* **GIVEN TEXT**:
Make the beaten and conquered pallid, with brows raised and knit together, and let the skin above the brows be all full of lines of pain; at the sides of the nose show the furrows going in an arch from the nostrils and ending where the eye begins, and show the dilatation of the nostrils which is the cause of these lines; and let the lips be arched displaying the upper row of teeth, and let the teeth be parted after the manner of such as cry in lamentation. Show someone using his hand as a shield for his terrified eyes, turning the palm of it towards the enemy, and having the other resting on the ground in support the weight of his body; let others be crying out with their mouths wide open, and fleeing away. Put all sorts of armor lying between the feet of the combatants, such as broken shields, lances, swords, and other things like these. Make the dead, some half-buried in dust, others with the dust all mingled with the oozing blood and changing into crimson mud; and let the line of the blood be discerned by its color, flowing in a sinuous stream from the corpse to the dust. Show others in the death agony grinding their teeth and rolling their eyes, with clenched fists grinding against their bodies and with legs distorted. Then you might show on, disarmed and struck down by the enemy, turning on him with teeth and nails to take fierce and inhuman vengeance; and let a riderless horse be seen galloping with mane streaming in the wind, charging among the enemy and doing them great mischief with his hoofs.

* **WORK TO COMPLETE**:
1. Answer these questions from the battle-painting passage:
(a) What complexion should the beaten and conquered be given?
(b) Which pieces of armor are named as lying between the feet of the combatants?
(c) How is the mane of the riderless horse to be shown?
2. Carry on the battle-painting passage from the point where it ends.
This material has no connection to the text on painting a battle.

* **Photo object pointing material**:
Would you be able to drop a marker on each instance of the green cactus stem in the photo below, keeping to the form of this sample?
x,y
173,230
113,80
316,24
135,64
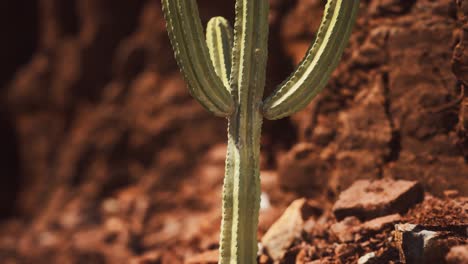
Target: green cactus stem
x,y
226,73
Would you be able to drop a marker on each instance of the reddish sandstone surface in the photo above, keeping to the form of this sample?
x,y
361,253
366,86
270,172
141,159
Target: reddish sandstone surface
x,y
105,158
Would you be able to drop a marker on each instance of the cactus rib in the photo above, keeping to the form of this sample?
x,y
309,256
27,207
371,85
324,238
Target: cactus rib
x,y
226,73
186,35
219,38
241,191
321,59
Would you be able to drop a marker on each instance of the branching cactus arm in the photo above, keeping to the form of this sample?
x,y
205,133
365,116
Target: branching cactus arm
x,y
226,73
313,72
187,38
219,38
241,191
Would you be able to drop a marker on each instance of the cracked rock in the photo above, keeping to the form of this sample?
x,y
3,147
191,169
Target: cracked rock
x,y
418,245
288,227
370,199
457,254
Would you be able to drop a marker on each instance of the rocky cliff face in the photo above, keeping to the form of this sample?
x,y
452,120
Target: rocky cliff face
x,y
107,157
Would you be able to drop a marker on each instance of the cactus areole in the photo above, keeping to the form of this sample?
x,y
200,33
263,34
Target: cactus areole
x,y
225,71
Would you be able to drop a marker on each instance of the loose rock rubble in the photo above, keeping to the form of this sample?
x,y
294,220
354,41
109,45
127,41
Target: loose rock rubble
x,y
287,228
418,245
369,199
457,254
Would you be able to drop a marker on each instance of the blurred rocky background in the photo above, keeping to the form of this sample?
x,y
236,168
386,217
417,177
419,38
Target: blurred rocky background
x,y
105,158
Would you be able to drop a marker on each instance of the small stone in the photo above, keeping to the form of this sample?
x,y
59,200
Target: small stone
x,y
367,199
368,258
457,255
289,226
263,259
151,257
303,170
418,245
208,257
380,223
345,230
451,193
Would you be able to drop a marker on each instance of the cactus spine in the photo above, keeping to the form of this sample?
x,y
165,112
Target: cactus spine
x,y
226,73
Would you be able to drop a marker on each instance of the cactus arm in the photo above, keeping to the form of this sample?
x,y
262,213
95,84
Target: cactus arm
x,y
219,38
241,190
187,38
321,59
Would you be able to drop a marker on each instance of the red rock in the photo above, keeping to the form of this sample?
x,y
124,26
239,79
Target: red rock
x,y
418,245
369,199
380,222
346,229
457,255
289,226
208,257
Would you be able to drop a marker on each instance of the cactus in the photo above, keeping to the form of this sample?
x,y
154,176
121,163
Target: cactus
x,y
225,72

* **EXERCISE RESULTS**:
1.
(a) Pallid.
(b) Broken shields, lances, and swords.
(c) Streaming in the wind.

2.
You may see there one of the combatants, maimed and fallen on the ground, protecting himself with his shield, and the enemy bending down over him and striving to give him the fatal stroke; there might also be seen many men fallen in a heap on top of a dead horse; and you should show some of the victors leaving the combat and retiring apart from the crowd, and with both hands wiping away from eyes and cheeks the thick layer of mud caused by the smarting of their eyes from the dust.

And the squadrons of the reserves should be seen standing full of hope but cautious, with eyebrows raised, and shading their eyes with their hands, peering into the thick, heavy mist in readiness for the commands of their captain; and so, too, the captain with his staff raised, hurrying to the reserves and pointing out to them the quarter of the field where they are needed; and you should show a river, within which horses are galloping, stirring the water all around with a heaving mass of waves and foam and broken water, leaping high into the air and over the legs and bodies of the horses; but see that you make no level spot of ground that is not trampled over with blood.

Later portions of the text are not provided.